** Opening ENTRIES PROVIDED block **
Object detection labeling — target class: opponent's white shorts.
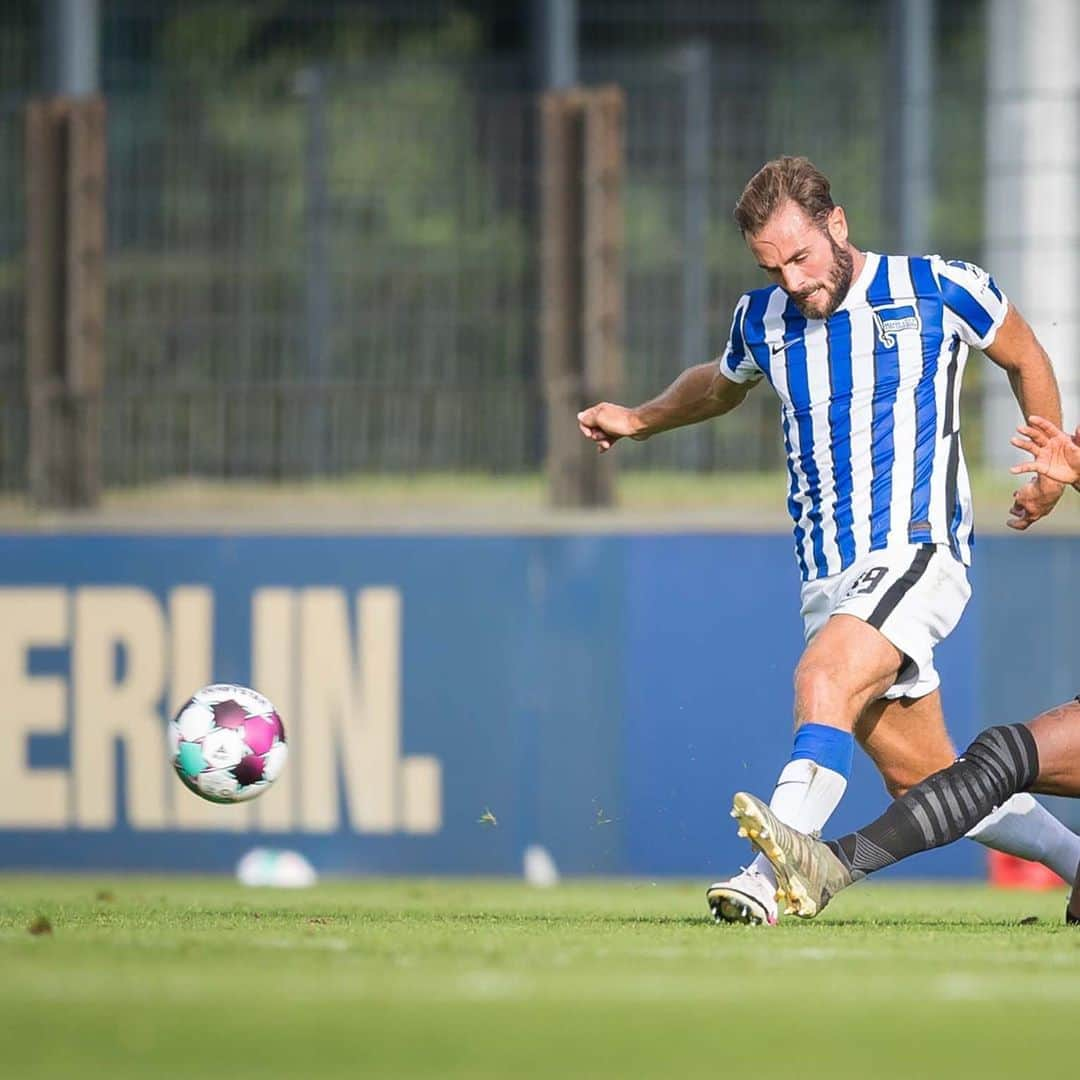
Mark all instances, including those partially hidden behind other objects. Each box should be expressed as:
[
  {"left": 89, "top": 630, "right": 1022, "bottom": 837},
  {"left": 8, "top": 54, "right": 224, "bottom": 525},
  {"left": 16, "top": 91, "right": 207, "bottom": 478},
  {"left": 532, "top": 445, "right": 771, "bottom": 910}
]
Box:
[{"left": 799, "top": 542, "right": 971, "bottom": 700}]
** Closing ENTRIES PROVIDED block **
THE TASK: Word for word, print all of the data; skip the pictures.

TASK ANSWER:
Object detection labeling — target class: opponent's white shorts.
Mark all instances, including those partially hidden behind other objects. Each box should be expressed as:
[
  {"left": 89, "top": 630, "right": 1022, "bottom": 837},
  {"left": 8, "top": 54, "right": 224, "bottom": 525},
  {"left": 16, "top": 91, "right": 207, "bottom": 478},
  {"left": 532, "top": 445, "right": 771, "bottom": 910}
]
Box:
[{"left": 799, "top": 542, "right": 971, "bottom": 700}]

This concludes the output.